**What this task involves:** Among the entries, find each line that includes the string "below" and list it.

**Data for this exercise:**
_ _ _ _ _ _ _
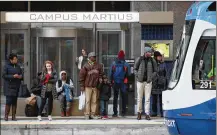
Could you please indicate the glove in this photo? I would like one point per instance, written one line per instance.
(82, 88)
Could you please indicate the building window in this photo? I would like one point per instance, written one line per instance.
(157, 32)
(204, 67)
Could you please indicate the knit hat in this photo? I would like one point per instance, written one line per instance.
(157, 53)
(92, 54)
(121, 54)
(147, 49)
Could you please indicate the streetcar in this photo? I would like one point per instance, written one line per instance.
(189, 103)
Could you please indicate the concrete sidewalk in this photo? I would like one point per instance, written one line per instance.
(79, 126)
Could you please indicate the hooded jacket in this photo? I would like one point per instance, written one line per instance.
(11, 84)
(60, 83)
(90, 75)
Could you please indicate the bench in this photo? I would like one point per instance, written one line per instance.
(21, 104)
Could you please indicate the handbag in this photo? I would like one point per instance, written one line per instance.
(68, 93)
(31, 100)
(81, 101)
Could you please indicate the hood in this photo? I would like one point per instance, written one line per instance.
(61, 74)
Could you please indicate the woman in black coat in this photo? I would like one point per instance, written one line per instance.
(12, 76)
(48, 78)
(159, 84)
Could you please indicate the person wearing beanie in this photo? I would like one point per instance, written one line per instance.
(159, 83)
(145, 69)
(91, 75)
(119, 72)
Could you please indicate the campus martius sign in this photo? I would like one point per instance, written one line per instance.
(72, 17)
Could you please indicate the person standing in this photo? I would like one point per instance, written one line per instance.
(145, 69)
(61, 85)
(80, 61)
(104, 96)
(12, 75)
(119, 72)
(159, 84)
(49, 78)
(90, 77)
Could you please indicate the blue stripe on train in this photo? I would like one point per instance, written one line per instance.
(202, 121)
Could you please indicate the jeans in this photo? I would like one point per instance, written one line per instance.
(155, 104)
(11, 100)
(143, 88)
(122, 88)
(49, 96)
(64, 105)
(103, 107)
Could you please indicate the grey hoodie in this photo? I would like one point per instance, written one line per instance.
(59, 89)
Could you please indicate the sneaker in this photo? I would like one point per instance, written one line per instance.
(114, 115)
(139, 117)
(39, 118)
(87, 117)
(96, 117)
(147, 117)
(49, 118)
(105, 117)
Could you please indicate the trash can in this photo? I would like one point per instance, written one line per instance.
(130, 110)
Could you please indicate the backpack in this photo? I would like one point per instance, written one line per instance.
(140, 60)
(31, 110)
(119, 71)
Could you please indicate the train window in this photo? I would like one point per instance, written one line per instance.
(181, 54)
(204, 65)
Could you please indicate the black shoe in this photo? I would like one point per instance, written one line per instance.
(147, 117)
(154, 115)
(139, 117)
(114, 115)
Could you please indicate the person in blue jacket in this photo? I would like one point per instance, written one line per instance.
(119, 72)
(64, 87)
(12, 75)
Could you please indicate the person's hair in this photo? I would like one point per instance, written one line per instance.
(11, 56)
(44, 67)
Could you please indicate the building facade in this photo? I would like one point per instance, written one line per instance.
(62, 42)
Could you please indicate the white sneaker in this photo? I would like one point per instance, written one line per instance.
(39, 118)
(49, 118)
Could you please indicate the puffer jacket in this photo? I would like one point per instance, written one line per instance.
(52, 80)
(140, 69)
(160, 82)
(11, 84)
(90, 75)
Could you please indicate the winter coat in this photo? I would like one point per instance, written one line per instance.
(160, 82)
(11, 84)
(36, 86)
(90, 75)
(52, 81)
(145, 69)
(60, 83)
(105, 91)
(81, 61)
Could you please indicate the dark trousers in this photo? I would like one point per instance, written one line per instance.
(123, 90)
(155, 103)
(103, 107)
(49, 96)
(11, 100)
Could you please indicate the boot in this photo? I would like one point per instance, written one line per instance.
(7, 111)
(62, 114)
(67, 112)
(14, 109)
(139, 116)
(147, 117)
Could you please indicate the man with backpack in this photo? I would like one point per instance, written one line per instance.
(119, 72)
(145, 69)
_ _ _ _ _ _ _
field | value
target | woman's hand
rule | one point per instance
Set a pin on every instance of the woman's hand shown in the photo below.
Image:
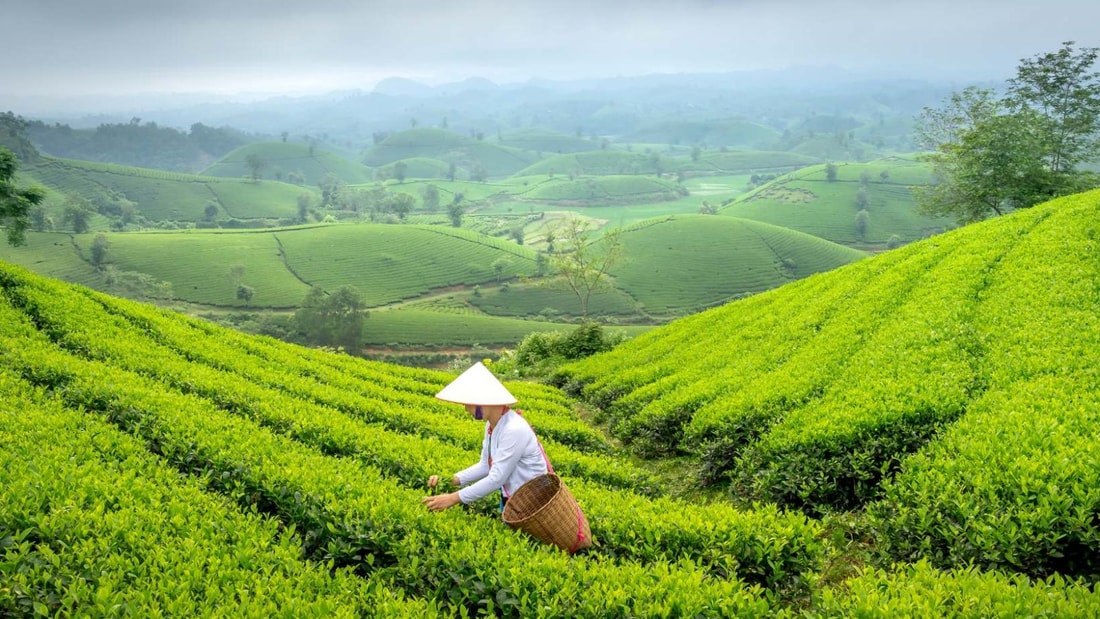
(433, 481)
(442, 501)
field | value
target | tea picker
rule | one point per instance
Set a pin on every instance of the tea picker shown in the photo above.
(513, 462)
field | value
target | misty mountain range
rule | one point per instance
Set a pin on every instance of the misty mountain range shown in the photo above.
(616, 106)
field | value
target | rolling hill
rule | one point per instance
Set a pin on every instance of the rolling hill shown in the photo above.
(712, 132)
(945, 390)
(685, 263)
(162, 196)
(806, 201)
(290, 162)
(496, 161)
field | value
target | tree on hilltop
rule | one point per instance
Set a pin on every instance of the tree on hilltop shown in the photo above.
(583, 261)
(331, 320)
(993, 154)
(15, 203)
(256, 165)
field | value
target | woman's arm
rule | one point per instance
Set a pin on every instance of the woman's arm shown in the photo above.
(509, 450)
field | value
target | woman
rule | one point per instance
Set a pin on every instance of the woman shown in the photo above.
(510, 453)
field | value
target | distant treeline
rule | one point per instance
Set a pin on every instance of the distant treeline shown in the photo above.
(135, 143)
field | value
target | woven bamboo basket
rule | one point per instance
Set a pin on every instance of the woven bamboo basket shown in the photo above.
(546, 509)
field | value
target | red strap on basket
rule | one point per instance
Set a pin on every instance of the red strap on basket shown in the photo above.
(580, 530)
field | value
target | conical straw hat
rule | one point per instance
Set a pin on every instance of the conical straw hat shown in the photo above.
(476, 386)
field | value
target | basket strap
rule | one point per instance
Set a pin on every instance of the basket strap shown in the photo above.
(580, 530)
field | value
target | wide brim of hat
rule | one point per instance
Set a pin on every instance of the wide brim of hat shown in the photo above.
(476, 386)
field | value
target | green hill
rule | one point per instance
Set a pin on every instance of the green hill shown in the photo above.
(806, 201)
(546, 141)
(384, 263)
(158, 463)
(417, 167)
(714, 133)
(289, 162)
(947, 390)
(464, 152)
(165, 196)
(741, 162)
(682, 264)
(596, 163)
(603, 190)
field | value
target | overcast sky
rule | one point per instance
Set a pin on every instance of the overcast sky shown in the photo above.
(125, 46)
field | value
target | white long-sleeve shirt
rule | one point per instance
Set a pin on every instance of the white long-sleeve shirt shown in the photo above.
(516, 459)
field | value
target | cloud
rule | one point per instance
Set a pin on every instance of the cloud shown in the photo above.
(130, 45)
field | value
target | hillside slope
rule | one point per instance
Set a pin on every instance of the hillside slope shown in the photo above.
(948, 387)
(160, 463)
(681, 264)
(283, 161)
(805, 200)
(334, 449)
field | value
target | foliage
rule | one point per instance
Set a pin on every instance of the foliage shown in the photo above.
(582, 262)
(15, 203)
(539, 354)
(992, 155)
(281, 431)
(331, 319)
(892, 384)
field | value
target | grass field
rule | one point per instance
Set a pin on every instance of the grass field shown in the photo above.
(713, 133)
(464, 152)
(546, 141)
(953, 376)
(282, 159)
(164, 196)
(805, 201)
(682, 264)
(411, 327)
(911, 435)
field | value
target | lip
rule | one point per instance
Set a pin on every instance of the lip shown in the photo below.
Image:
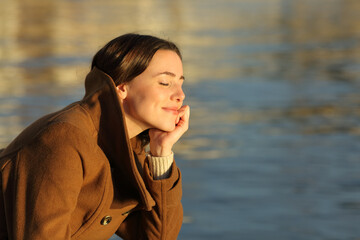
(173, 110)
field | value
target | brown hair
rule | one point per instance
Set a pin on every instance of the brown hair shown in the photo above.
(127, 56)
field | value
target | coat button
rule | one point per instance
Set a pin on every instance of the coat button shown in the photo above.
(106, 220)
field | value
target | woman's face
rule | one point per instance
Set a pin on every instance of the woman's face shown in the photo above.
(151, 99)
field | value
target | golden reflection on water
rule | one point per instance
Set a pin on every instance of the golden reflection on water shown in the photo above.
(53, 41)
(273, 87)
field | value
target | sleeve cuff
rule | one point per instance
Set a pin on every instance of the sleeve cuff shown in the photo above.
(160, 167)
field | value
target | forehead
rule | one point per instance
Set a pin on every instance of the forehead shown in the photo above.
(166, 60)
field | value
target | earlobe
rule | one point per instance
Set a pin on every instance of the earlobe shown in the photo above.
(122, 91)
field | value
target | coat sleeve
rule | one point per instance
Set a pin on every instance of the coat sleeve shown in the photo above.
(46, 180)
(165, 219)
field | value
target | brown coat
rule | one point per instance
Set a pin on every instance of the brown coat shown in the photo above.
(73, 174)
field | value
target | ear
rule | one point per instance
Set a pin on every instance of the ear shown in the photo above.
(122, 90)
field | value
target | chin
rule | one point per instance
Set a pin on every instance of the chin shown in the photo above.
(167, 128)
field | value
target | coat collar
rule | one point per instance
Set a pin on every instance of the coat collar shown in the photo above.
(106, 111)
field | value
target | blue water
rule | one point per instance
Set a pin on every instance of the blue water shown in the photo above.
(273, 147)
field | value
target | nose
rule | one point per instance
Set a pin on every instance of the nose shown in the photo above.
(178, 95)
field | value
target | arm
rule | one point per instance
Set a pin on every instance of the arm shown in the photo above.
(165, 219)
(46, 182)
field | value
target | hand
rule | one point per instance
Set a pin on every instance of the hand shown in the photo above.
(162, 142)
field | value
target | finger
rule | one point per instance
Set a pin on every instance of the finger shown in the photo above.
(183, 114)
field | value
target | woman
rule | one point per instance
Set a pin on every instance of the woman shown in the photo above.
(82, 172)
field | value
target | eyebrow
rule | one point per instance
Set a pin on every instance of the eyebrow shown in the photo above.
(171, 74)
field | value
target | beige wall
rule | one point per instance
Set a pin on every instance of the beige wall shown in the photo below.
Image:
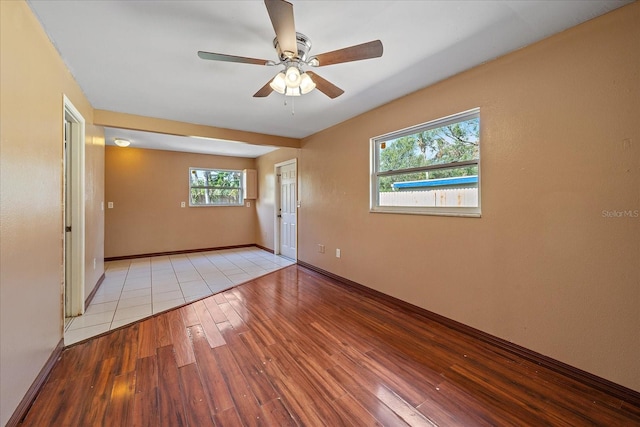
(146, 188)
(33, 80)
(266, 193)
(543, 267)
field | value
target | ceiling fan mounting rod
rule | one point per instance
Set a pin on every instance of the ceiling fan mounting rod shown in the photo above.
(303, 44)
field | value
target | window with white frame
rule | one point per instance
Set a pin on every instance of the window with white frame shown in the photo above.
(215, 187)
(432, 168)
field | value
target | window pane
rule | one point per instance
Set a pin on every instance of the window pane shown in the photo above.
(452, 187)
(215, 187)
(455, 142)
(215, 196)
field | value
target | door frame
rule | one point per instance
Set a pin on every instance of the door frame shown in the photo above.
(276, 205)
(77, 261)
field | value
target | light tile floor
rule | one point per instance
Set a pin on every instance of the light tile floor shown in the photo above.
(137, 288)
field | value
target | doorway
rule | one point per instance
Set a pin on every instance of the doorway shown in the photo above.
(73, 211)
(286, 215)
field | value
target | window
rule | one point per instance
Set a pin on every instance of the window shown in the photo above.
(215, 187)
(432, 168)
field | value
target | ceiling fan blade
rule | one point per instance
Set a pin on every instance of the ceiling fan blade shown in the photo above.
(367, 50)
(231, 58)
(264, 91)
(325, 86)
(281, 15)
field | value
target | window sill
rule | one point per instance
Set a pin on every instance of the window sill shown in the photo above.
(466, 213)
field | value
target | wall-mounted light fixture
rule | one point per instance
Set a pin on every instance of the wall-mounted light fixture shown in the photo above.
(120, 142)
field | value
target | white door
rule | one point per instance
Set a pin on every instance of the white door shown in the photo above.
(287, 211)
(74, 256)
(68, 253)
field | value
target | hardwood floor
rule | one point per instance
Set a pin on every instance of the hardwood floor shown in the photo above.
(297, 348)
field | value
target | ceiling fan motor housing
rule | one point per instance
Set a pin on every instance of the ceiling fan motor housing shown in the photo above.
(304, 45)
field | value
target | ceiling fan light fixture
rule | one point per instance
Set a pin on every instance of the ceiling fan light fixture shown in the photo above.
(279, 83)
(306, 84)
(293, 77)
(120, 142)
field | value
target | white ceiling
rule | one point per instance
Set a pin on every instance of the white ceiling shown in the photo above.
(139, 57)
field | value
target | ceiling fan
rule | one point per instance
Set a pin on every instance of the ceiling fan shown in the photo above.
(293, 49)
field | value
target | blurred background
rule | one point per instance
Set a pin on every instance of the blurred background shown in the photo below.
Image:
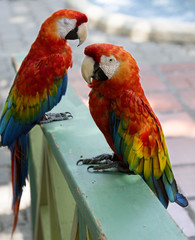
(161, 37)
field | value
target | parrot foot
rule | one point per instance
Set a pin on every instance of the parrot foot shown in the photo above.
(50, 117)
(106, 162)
_ _ _ _ _ _ _
**Written response:**
Set a pin on every instance of the woman's hand shown in the photo below.
Set a pin on every instance of the lip shown in the photo below.
Set a pin on every instance of the beige wall shown in the photo below.
Set a pin on every instance of the blurred background shown in the photo below.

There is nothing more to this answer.